Te beantwoorden vragen ::
A) Citeer uit de column over schoolgebouwen in Overtoomsesluis het gedeelte tussen "Door twee stadsdorpers" en "ons kon bevrijden.", beide inbegrepen.
B) Leg uit waarom de aanwezigen na de vergadering in de Julianaschool niet naar huis konden gaan, zoals de column over schoolgebouwen in Overtoomsesluis dat beschrijft.

Schoolgebouwen in Overtoomsesluis (2)

(Lees ook column 6, = deel 1 over de schoolgebouwen)

 

Door twee stadsdorpers die nog veel langer dan ik in deze buurt wonen werd ik er op gewezen: ben ik toch nog een schoolgebouw vergeten, de Julianaschool in de Brederodestraat 108. Terwijl ik het gebouw wel degelijk ken. Lang geleden had ik een vergadering in een zaaltje op de 2e verdieping. Later op de avond toen we naar huis wilden gaan, bleek dat de beheerder ons had opgesloten. We konden er niet uit. Gelukkig had iemand zoiets als een mobiel wat toen heel modern was en kon de politie bellen. Daarna duurde het toch nog  tot diep in de nacht voordat de beheerder gevonden en opgetrommeld was en ons kon bevrijden.

Prinses Julianaschool, Brederodestraat 108

Ook dit is weer een mooi opgeknapt gebouw met de karakteristieke schoolgevel met hoge ramen. De gevel is wel erg sober, met als enig ornament een balkonnetje met zware stenen steunen met stenen bollen er op en waartussen het balkonhek hangt. Verder is het allemaal erg recht toe recht aan. In het gebouw is o.a. van de gemeente het Ouder- en Kindcentrum gevestigd. De in de vorige aflevering genoemde en getoonde scholen uit de Helmersstraat zijn van dezelfde jaargang en ogen beslist frivoler met meer tierelantijntjes in de gevel. Een andere architect, een ander bestuur als opdrachtgever? Ik weet het niet.

Vastgelegde gegevens ::
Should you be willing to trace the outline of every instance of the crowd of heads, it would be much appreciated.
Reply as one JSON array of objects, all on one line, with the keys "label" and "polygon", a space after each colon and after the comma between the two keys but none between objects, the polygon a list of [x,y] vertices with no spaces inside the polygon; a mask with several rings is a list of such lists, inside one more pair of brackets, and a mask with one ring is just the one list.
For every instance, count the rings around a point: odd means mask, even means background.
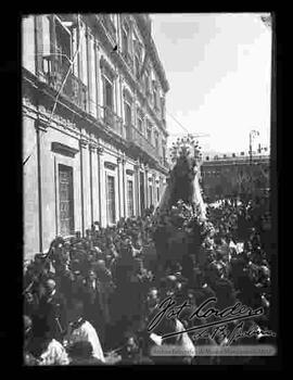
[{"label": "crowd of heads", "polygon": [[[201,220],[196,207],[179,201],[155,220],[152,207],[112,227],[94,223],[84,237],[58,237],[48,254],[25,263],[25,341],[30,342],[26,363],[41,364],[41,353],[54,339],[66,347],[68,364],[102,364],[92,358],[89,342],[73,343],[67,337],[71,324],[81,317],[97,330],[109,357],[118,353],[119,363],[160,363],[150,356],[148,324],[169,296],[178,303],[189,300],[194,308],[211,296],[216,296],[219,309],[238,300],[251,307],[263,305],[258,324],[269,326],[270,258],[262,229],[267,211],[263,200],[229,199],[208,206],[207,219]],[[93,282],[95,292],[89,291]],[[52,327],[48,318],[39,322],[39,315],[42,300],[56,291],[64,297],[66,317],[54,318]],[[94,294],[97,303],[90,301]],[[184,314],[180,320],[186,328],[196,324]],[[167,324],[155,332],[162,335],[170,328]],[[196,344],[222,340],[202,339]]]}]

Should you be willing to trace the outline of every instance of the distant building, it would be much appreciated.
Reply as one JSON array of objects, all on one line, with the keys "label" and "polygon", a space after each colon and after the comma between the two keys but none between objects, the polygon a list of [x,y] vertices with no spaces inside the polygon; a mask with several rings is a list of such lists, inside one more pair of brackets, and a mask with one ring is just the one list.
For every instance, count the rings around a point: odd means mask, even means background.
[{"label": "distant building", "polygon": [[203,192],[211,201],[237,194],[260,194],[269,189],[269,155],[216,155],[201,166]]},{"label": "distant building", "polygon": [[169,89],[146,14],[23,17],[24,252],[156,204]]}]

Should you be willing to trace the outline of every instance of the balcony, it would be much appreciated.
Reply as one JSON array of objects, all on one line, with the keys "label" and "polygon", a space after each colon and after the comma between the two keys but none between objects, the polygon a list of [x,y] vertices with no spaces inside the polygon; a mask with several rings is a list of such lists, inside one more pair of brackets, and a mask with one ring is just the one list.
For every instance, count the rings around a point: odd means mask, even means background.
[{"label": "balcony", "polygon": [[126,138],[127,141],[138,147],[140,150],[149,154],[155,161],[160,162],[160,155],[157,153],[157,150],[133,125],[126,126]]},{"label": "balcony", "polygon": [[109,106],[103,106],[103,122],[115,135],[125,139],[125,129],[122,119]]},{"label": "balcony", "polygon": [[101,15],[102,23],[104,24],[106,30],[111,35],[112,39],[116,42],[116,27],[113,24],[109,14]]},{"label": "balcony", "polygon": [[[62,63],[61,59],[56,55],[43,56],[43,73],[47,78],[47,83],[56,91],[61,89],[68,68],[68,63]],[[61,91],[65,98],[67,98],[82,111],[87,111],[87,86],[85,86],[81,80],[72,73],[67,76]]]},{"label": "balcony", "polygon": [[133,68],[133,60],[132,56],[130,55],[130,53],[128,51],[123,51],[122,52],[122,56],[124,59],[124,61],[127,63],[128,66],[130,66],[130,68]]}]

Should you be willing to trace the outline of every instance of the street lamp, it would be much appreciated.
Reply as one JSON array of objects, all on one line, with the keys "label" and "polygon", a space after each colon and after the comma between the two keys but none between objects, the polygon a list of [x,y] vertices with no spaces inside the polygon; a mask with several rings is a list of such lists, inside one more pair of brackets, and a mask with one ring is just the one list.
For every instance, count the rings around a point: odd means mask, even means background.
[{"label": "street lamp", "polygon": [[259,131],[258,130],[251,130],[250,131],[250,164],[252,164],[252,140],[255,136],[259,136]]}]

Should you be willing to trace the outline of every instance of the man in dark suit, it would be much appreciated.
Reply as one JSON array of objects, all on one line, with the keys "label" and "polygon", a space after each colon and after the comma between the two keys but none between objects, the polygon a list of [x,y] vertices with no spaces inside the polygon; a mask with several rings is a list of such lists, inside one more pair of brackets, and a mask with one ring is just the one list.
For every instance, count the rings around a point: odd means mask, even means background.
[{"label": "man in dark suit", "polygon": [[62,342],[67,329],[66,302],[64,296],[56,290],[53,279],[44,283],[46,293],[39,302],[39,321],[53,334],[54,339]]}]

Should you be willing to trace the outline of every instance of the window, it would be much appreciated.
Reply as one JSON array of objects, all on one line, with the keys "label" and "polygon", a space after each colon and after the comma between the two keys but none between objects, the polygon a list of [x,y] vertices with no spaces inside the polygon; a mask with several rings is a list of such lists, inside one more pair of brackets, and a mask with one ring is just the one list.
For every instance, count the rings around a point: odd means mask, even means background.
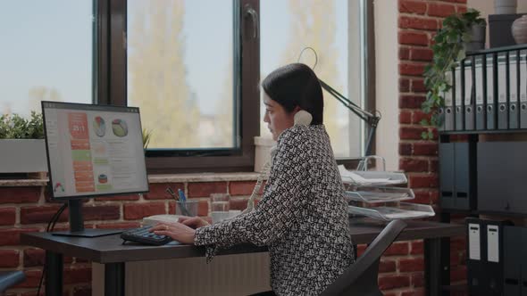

Resultaten ::
A)
Door twee stadsdorpers die nog veel langer dan ik in deze buurt wonen werd ik er op gewezen: ben ik toch nog een schoolgebouw vergeten, de Julianaschool in de Brederodestraat 108. Terwijl ik het gebouw wel degelijk ken. Lang geleden had ik een vergadering in een zaaltje op de 2e verdieping. Later op de avond toen we naar huis wilden gaan, bleek dat de beheerder ons had opgesloten. We konden er niet uit. Gelukkig had iemand zoiets als een mobiel wat toen heel modern was en kon de politie bellen. Daarna duurde het toch nog  tot diep in de nacht voordat de beheerder gevonden en opgetrommeld was en ons kon bevrijden.

B) Ze konden het gebouw niet uit omdat de beheerder hen had opgesloten. Iemand kon met een mobiel de politie bellen. Pas diep in de nacht was de beheerder gevonden en kon hij hen bevrijden.